### Written task 1
Which lines in the records below contain the string "head"? Select each of them and copy it out.

A conversation with Math Bass by

by February 15, 2021

Eve Fowler: The last four or so paintings in the Vielmetter show seem to me much more “you” than anything I’ve seen you make. It’s like your true essence is in the work somehow. Do you agree with this?

Math Bass: I love that you see my “true essence” in this new body of work. Something did shift while I was making it. I felt like something intangible or immaterial was being carved out in most of these works. It was hard to approach a new medium. I found myself coming up against feelings of scarcity and fear that I couldn’t have anticipated — I mean extreme discomfort at points. To observe this clunky resistance slowly open up into ease was pretty remarkable. Joyful. In truth, I am highly sensitive. I feel and see things that are not always apparent, not visible to everyone. This can at times feel alienating. Ultimately it is a gift when you learn how to honor your sensitivity. It’s validating. We live in a culture where we want everything to be solid, we want our thoughts to be solid, our bodies to stay young.

### Records for processing
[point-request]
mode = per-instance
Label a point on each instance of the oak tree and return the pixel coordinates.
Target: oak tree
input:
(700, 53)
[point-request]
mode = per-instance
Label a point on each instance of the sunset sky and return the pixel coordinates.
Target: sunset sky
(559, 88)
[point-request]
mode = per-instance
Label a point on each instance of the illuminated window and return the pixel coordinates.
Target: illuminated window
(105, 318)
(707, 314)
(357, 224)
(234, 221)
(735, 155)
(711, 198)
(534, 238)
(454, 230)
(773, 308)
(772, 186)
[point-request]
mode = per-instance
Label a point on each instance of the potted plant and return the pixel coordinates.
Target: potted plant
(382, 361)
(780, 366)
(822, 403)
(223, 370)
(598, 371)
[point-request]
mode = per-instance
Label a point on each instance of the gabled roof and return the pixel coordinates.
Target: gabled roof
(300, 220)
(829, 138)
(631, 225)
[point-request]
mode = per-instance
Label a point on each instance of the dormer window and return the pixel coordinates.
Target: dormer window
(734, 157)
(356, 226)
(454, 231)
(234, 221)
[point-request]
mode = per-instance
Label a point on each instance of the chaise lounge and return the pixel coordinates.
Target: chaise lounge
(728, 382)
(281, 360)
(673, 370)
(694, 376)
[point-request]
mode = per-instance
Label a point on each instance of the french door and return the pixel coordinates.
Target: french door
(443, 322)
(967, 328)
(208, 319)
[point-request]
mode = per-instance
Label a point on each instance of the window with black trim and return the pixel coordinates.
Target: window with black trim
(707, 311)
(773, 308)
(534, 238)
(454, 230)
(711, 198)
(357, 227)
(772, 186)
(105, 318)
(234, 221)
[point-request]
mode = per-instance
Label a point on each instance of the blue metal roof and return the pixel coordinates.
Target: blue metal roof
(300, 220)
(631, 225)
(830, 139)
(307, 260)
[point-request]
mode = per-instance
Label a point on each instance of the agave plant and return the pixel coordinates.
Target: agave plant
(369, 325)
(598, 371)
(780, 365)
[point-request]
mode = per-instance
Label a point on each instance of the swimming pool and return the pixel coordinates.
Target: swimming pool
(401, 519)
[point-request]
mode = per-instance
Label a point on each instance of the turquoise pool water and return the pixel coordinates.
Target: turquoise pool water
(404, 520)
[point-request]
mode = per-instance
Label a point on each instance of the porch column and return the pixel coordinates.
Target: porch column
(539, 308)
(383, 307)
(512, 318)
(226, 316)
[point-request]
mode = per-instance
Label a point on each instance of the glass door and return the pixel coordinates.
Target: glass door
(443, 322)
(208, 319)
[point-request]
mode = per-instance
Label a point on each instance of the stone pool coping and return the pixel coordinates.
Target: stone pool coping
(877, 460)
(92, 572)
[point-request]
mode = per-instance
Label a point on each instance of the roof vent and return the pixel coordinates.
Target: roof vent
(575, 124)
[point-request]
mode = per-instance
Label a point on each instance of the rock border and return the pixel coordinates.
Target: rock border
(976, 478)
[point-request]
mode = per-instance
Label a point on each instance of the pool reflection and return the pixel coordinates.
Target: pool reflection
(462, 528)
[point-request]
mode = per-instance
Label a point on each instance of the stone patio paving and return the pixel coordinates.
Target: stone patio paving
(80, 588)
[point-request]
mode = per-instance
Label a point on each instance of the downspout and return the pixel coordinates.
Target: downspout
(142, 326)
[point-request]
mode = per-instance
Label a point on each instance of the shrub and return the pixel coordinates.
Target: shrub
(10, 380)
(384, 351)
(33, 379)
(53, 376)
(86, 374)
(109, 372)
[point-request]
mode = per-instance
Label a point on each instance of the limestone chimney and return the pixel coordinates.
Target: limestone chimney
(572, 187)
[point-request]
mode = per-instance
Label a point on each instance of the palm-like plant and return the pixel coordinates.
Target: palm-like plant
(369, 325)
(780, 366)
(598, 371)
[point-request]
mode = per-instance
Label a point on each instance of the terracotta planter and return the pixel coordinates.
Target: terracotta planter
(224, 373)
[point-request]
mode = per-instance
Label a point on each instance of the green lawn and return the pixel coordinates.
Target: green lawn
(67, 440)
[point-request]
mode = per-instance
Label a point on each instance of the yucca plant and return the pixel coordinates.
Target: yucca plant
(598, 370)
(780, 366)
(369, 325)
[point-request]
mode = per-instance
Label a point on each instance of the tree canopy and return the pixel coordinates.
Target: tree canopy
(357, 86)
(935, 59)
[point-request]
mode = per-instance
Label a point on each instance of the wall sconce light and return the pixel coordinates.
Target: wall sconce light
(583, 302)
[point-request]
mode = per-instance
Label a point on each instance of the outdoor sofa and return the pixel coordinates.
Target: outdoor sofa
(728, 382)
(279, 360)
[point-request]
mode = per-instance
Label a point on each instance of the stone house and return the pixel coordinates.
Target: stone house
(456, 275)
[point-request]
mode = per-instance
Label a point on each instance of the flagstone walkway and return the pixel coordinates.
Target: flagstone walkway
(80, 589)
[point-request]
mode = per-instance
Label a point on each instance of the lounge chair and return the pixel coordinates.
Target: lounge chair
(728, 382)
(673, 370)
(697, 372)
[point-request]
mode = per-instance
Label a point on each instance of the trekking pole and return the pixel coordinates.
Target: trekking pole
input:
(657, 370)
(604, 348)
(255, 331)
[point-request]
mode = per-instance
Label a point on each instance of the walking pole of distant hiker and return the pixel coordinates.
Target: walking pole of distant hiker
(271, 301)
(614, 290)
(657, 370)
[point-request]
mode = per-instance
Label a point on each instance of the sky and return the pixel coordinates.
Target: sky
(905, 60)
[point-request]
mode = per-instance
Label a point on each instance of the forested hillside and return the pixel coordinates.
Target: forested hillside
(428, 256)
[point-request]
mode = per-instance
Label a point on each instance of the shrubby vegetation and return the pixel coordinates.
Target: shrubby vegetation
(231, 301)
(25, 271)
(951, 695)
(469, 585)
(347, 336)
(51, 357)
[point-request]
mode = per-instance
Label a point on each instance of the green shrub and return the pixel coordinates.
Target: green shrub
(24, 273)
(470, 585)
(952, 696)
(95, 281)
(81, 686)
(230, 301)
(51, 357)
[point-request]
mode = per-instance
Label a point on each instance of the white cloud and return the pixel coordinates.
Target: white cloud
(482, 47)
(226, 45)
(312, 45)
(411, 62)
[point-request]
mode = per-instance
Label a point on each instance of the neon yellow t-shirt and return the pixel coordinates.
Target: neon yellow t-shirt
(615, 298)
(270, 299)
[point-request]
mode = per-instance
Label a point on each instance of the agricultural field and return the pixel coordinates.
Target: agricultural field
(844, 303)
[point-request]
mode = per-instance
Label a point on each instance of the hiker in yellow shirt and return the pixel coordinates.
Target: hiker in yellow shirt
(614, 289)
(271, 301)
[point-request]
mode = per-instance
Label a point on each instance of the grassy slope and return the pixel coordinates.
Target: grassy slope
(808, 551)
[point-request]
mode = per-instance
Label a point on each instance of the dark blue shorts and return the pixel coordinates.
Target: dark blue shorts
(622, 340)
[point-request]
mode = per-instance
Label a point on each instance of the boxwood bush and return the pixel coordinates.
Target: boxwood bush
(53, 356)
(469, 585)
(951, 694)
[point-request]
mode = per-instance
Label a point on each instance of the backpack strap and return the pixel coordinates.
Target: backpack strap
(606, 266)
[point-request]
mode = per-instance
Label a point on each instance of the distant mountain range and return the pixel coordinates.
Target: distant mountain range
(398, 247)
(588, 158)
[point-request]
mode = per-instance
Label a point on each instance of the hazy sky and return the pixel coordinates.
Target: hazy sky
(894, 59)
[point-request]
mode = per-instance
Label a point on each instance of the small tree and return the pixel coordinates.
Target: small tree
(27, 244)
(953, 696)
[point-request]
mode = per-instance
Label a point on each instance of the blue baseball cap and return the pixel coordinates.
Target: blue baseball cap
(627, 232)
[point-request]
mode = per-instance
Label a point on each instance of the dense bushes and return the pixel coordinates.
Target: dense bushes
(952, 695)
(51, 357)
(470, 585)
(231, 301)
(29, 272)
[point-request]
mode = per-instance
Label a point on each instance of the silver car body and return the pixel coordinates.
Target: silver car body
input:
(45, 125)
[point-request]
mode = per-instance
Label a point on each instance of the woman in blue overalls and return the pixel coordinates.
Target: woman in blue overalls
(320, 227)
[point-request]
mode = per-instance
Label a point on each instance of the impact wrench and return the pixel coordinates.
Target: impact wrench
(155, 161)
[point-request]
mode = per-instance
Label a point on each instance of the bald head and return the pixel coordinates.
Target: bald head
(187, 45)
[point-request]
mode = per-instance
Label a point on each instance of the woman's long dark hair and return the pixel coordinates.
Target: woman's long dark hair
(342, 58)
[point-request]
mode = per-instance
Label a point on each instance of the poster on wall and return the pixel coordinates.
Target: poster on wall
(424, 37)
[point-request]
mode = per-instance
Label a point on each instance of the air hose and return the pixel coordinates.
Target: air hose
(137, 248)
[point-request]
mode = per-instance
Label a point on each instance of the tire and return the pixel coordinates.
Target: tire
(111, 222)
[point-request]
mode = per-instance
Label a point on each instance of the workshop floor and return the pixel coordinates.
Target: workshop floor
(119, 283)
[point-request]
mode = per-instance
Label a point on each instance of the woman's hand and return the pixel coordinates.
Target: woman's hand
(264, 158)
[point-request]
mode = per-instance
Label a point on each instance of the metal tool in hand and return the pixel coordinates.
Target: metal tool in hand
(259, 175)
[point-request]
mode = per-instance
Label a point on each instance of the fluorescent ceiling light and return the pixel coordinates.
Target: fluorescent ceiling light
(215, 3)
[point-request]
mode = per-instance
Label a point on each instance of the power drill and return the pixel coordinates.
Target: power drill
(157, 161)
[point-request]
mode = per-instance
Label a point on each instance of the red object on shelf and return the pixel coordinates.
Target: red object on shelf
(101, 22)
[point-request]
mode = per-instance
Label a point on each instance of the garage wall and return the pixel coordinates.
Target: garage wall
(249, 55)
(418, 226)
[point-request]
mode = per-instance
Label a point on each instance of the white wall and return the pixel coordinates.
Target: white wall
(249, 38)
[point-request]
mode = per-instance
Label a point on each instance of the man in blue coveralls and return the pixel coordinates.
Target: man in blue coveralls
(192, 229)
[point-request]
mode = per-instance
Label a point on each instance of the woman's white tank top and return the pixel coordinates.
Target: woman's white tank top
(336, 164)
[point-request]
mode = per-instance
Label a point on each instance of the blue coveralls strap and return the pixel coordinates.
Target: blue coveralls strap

### Written task 2
Can you set down the passage of the Math Bass interview above word for word, starting at "A conversation with" and ending at "agree with this?"?

### Complete output 1
Label a point on each instance of the bald head and return the pixel coordinates.
Target: bald head

### Complete output 2
A conversation with Math Bass by

by February 15, 2021

Eve Fowler: The last four or so paintings in the Vielmetter show seem to me much more “you” than anything I’ve seen you make. It’s like your true essence is in the work somehow. Do you agree with this?